### Aim of the task
Output all entries precisely.

### Data shown
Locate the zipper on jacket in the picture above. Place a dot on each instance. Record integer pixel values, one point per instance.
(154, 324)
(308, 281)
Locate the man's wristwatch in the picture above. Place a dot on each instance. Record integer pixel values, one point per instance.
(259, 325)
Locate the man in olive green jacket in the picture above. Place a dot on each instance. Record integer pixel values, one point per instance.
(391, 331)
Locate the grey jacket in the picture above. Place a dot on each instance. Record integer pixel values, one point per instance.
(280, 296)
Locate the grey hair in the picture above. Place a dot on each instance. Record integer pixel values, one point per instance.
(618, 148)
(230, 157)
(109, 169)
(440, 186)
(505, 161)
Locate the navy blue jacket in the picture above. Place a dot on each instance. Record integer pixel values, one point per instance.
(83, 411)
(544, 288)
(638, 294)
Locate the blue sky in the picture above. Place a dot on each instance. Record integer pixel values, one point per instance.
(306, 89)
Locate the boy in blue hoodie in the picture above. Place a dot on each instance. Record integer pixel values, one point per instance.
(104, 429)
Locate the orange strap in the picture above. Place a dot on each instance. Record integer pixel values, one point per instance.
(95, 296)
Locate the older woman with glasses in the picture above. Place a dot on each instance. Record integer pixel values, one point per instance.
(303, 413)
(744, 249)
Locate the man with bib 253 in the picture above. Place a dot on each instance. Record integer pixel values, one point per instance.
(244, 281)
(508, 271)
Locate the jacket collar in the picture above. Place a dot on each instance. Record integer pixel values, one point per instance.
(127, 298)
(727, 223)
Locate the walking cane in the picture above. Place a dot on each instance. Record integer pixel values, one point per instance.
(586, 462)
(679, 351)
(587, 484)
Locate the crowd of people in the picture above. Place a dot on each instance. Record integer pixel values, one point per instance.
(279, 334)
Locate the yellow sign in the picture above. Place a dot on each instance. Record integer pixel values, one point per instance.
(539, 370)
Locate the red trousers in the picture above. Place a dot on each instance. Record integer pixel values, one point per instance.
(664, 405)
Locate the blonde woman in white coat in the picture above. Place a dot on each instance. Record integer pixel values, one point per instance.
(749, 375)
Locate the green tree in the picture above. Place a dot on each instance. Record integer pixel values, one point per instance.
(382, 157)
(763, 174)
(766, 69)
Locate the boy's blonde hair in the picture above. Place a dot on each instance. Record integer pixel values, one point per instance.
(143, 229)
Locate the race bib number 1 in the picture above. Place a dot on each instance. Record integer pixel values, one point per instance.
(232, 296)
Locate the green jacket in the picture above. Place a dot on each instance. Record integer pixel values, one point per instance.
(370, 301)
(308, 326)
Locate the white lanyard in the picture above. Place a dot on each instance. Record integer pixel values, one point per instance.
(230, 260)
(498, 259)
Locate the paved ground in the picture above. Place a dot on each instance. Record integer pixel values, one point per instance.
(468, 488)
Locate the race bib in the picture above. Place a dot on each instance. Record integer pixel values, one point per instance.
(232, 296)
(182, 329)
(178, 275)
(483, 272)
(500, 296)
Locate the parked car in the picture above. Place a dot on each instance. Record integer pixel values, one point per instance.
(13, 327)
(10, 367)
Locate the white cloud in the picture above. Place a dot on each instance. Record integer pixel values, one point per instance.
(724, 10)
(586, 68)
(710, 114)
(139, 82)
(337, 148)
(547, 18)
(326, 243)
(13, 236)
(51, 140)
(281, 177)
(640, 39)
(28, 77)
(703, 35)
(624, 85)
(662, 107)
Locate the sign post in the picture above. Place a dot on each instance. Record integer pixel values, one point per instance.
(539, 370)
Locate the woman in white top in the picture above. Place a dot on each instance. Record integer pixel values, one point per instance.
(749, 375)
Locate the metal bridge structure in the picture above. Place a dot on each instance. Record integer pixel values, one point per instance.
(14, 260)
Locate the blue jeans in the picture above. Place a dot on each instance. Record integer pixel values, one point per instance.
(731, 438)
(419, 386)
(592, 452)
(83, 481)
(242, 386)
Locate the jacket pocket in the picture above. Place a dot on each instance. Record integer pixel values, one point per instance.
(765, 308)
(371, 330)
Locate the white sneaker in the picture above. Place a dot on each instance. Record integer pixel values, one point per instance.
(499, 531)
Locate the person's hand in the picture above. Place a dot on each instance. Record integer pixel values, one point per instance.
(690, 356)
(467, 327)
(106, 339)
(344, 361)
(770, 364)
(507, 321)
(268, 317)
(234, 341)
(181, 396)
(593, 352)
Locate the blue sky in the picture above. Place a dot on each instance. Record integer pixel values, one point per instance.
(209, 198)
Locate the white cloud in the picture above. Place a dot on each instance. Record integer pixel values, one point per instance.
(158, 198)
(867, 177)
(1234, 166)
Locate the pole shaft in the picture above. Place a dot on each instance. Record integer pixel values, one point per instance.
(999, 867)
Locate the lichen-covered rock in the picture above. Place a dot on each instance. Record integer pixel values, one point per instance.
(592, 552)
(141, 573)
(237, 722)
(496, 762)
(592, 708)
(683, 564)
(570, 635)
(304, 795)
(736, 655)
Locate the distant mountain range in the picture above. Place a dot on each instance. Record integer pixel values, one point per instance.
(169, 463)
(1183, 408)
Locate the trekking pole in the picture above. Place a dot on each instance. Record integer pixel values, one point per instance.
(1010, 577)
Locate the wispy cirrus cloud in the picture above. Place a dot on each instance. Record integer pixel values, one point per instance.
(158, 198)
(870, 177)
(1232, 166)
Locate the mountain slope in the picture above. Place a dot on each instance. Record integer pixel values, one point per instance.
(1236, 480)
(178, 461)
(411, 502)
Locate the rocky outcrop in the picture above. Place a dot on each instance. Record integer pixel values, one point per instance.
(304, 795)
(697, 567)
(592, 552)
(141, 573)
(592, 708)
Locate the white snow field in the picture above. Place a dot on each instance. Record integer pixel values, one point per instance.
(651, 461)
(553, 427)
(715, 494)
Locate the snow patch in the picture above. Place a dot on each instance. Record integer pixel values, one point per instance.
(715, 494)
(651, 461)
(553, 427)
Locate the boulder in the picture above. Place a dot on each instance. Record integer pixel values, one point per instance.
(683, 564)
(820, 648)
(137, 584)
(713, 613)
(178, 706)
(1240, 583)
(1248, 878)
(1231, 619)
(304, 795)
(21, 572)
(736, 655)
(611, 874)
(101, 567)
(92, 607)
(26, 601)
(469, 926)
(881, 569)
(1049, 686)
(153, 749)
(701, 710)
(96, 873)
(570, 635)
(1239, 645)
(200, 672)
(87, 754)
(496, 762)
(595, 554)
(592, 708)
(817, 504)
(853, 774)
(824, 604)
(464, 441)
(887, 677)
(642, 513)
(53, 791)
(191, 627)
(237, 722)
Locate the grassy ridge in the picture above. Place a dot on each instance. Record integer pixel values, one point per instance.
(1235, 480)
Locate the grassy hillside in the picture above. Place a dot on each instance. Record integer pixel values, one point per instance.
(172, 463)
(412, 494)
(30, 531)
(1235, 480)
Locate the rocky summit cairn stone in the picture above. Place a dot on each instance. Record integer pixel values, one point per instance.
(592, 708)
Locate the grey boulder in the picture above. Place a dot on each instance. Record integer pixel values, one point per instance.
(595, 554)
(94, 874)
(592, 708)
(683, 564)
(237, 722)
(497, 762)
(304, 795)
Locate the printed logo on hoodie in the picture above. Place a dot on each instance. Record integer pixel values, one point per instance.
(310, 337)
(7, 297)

### Task solution
Locate the zipper on jacket in the picture above. Place a dot on each instance. Record integer pixel values, one point per instance.
(154, 324)
(308, 281)
Locate the man's wristwatch in the picture above. Place a dot on each instance. Record integer pixel values, one point per instance.
(259, 325)
Locate the man in olive green jacket in the picture above. Place a dot on each instance. Record integer pixel values, one point per instance.
(391, 331)
Locate the grey jacket in the picture above. Place a dot on each instance. Record integer pixel values, one point per instance.
(280, 296)
Locate the grey hair in the picture above. Place a dot on each instance. Record integer pixel values, one point per instance.
(618, 148)
(230, 157)
(109, 169)
(440, 186)
(505, 161)
Locate the navy blue jacket in the picture above. Place a dot on each instance. Record integer pixel values, one point per instance.
(83, 411)
(544, 288)
(638, 294)
Locate the blue sky in the picture above. Place a dot on each instance. Record integer pixel values, one point per instance.
(306, 89)
Locate the boy in blue hoodie in the picture above. Place a dot on each instance. Record integer pixel values, one point per instance.
(104, 429)
Locate the orange strap in the picture above. Place a dot on each instance. Record integer pixel values, one point per instance.
(95, 296)
Locate the older woman with glasses in the picture above. Place a dot on each instance. Record integer pixel values, one point per instance.
(303, 413)
(744, 249)
Locate the man with bib 253 in the picture above. Place a dot on each instance. Record integer pixel values, one point per instance.
(244, 281)
(508, 271)
Locate the jacket collar in the picture above. Place a dot on each instance. Record integer pixel values, one point per instance.
(127, 298)
(727, 223)
Locate the walking cane in the picture above. Place a dot on each instance. Record integer pixel values, one point per instance.
(586, 462)
(679, 351)
(587, 484)
Locate the crowd of people in the picture above. Place a dot on each instance. Record integer pixel values, one point per instance.
(279, 334)
Locate the yellow sign in the picture above. Place a dot on each instance. Record integer pixel values, one point per instance.
(539, 370)
Locate the red trousers in the picture above. Place a dot on each instance. Record integer pixel values, one point per instance.
(664, 405)
Locate the blonde woman in white coat in the picture above. Place a dot on each instance. Record integer pixel values, one point per instance.
(749, 375)
Locate the green tree in the picture above. Place a dot on each instance. Record integer pixel values, one point per instance.
(382, 157)
(763, 174)
(766, 69)
Locate the boy's blonde hair in the picture above. Place a dot on each instance. Record integer pixel values, one point per instance.
(143, 229)
Locate the race bib number 1 in the picture above. Place a dot on each instance. Record integer pixel values, one point per instance.
(232, 296)
Locate the green jacket in the picture above. Place a dot on each instance. Record integer pixel values, one point per instance.
(370, 301)
(308, 326)
Locate the white lanyard in the picture above. Place a dot on each instance. Record integer pixel values, one point per instance.
(230, 260)
(498, 259)
Locate the paved ground in the picture above. Place a dot on each instance. Record integer pixel values, one point per instance.
(468, 488)
Locate the race bib in the picture above. Place a dot on each instance. Record integer pixel values, one point per instance.
(232, 296)
(182, 329)
(178, 275)
(483, 272)
(500, 296)
Locate the parked car in the picture above. Place a dot on each instance. Record integer pixel values, one point per instance.
(13, 327)
(10, 367)
Locate the white cloud in the picture above. Place a dot on each instance. Record integer pixel values, one point per instance.
(724, 10)
(586, 68)
(710, 114)
(139, 82)
(337, 148)
(547, 18)
(326, 243)
(13, 236)
(51, 140)
(281, 177)
(640, 39)
(28, 77)
(703, 35)
(624, 85)
(662, 107)
Locate the sign post in the picture above. Place a dot on each instance. Record integer pixel values, one point per instance.
(539, 370)
Locate the woman in white top in the picture above. Place a dot on each instance. Record integer pixel values, one point per instance.
(749, 375)
Locate the metal bridge structure in the picture above. Place a dot on each instance. Record integer pixel values, one point per instance.
(14, 260)
Locate the blue jeans in the picture above. Place a dot on each instance. Record integer pixel values, one point per instance.
(731, 438)
(419, 386)
(592, 452)
(83, 481)
(242, 386)
Locate the jacket pocket in the picture above. Place a dot on each instance. Record integer pixel values, one point per instance.
(765, 308)
(371, 330)
Locate the white sneaker in the picture above. Place a dot on each instance. Record integer pixel values, one point per instance.
(499, 531)
Locate the person's hand in the picture above. Place a dot on each instance. Record integer pixel values, one point per instance.
(690, 356)
(467, 327)
(106, 339)
(344, 361)
(770, 364)
(507, 321)
(268, 317)
(234, 341)
(181, 396)
(593, 352)
Locate the blue sky in the picture above. Place a dot on each instance. Record integer pixel values, one point per instance.
(209, 198)
Locate the white cloud in the picture above. Place a dot on each instance. Record integer pixel values, one point per instance.
(158, 198)
(867, 177)
(1234, 166)
Locate the pole shaft in the picture above. Place a dot on each instance. Record integer pixel values, one point per instance.
(999, 867)
Locate the lichen-covered rock in the picture above. Place a dot on each instance. Record integer pixel values, one point per instance.
(592, 552)
(141, 573)
(237, 722)
(496, 762)
(592, 708)
(683, 564)
(570, 635)
(304, 795)
(736, 655)
Locate the distant mountain range in the picture above. Place a dot on each instance. Record integer pixel values, one point per instance.
(169, 463)
(1183, 408)
Locate the trekking pole in the picture above. Place a dot on each instance. Record integer pixel values, one point per instance.
(1010, 577)
Locate the wispy cirrus cloud in the picture above. Place a dot on each instance. Record integer pixel values, one point per instance.
(158, 198)
(870, 177)
(1232, 166)
Locate the mountain slope in the picture above. Place a dot on each instance. Record integer pixel values, one point per instance.
(1236, 480)
(178, 461)
(411, 502)
Locate the rocky outcrop in the picture above. Place a dot on each instance. Record integer pixel values, one point per instance.
(304, 795)
(697, 567)
(592, 552)
(141, 573)
(592, 708)
Locate the white snow field in the picture above. Place a dot on each instance. Record integer pixel values, one point per instance.
(651, 461)
(553, 427)
(715, 494)
Locate the snow patch in the picture above. Place a dot on each instance. Record integer pixel values, one point per instance.
(715, 494)
(651, 461)
(553, 427)
Locate the boulder in the picture above. Place a dot on each instance. Record integer pixel values, one point per instance.
(683, 564)
(820, 648)
(137, 584)
(713, 613)
(178, 706)
(1240, 583)
(1248, 878)
(1231, 619)
(304, 795)
(21, 572)
(736, 655)
(611, 874)
(101, 567)
(92, 607)
(26, 601)
(469, 926)
(881, 569)
(1049, 686)
(153, 749)
(701, 710)
(96, 873)
(570, 635)
(1239, 645)
(200, 672)
(87, 754)
(496, 762)
(595, 554)
(592, 708)
(817, 504)
(853, 774)
(824, 604)
(464, 441)
(887, 677)
(642, 513)
(53, 791)
(191, 627)
(237, 722)
Locate the grassy ridge in the picture above. Place a dot on each instance. Record integer pixel values, one point per instance.
(1235, 480)
Locate the grassy hillside in the picture above. Place a dot on each instance. Record integer pixel values, one point per instance.
(172, 463)
(412, 494)
(30, 531)
(1235, 480)
Locate the rocky summit cairn stone in the picture above. Place a dot on each instance. Record integer pixel values, one point per instance.
(592, 708)
Locate the grey boulder in the picture above. Place a dot on each instance. Record integer pixel values, one point per instance.
(595, 554)
(94, 874)
(592, 708)
(683, 564)
(237, 722)
(497, 762)
(304, 795)
Locate the printed logo on hoodie in the picture above. Place a dot on each instance. Record integer pixel values, one point per instance.
(310, 337)
(7, 297)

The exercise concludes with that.